Referring expression pointing data
.....
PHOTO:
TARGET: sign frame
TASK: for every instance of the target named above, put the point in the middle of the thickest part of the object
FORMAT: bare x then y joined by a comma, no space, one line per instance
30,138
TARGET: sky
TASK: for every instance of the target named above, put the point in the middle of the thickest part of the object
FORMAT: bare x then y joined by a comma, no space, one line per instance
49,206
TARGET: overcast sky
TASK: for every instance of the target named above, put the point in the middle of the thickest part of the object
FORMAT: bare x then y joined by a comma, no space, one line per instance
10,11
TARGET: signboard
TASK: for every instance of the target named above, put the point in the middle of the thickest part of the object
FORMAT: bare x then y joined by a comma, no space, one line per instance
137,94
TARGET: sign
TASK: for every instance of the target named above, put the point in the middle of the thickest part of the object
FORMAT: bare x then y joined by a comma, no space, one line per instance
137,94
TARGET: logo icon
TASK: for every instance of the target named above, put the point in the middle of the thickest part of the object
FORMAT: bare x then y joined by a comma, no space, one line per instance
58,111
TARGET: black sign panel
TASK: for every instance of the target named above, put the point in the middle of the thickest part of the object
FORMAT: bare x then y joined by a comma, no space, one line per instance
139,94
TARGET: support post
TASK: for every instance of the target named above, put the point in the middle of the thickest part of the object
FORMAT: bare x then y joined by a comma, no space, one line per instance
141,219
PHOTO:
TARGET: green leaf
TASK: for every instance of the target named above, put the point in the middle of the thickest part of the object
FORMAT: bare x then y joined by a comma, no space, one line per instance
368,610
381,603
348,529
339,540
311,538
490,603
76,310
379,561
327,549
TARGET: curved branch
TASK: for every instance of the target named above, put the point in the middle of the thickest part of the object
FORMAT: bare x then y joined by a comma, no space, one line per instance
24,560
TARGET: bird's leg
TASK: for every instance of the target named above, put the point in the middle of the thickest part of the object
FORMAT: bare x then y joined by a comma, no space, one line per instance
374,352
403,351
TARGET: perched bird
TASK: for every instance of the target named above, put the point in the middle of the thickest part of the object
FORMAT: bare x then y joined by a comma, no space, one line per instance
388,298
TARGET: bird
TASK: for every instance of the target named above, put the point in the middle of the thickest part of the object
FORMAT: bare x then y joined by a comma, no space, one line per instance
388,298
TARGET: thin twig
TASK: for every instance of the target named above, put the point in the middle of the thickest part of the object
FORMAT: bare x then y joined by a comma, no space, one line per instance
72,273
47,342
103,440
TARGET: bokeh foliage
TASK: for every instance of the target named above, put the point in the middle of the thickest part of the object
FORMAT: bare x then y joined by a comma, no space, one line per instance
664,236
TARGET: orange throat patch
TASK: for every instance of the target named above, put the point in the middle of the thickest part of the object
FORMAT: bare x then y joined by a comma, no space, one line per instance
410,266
.....
◆ **EXERCISE GOAL**
Please copy, exactly and with nothing else, the lines above beginning at the line that has "TARGET: curved branch" and ending with the line that has "TARGET: bokeh foliage".

◆ **ANSWER TO THE EXERCISE**
TARGET: curved branch
TASK: for every instance of the target named above, put the point in the middle of the thickest part of the object
FORMAT: bare x then y joined by a comma, no space, one line per instance
24,560
TARGET: bird's leg
TASK: for every instance of the target named above, put the point in the middle of the thickest part of the object
FORMAT: bare x then y joined by a comma, no space, one line per instance
374,352
403,351
TARGET: perched bird
TASK: for every instance of the target named above, put the point in the middle of the thickest part of the object
FORMAT: bare x then y joined by a comma, no space, one line per instance
388,298
TARGET: bird
TASK: for every instance of the target named above, put the point in the middle of the thickest part of the object
FORMAT: bare x then y joined by a comma, no space, one line per instance
388,298
TARGET: thin twig
TASK: for every instance of the target named above, put the point in the middle of the thickest part of the object
FORMAT: bare x then y joined by a comma, no space, one line per instance
72,273
47,342
103,440
TARGET: bokeh foliage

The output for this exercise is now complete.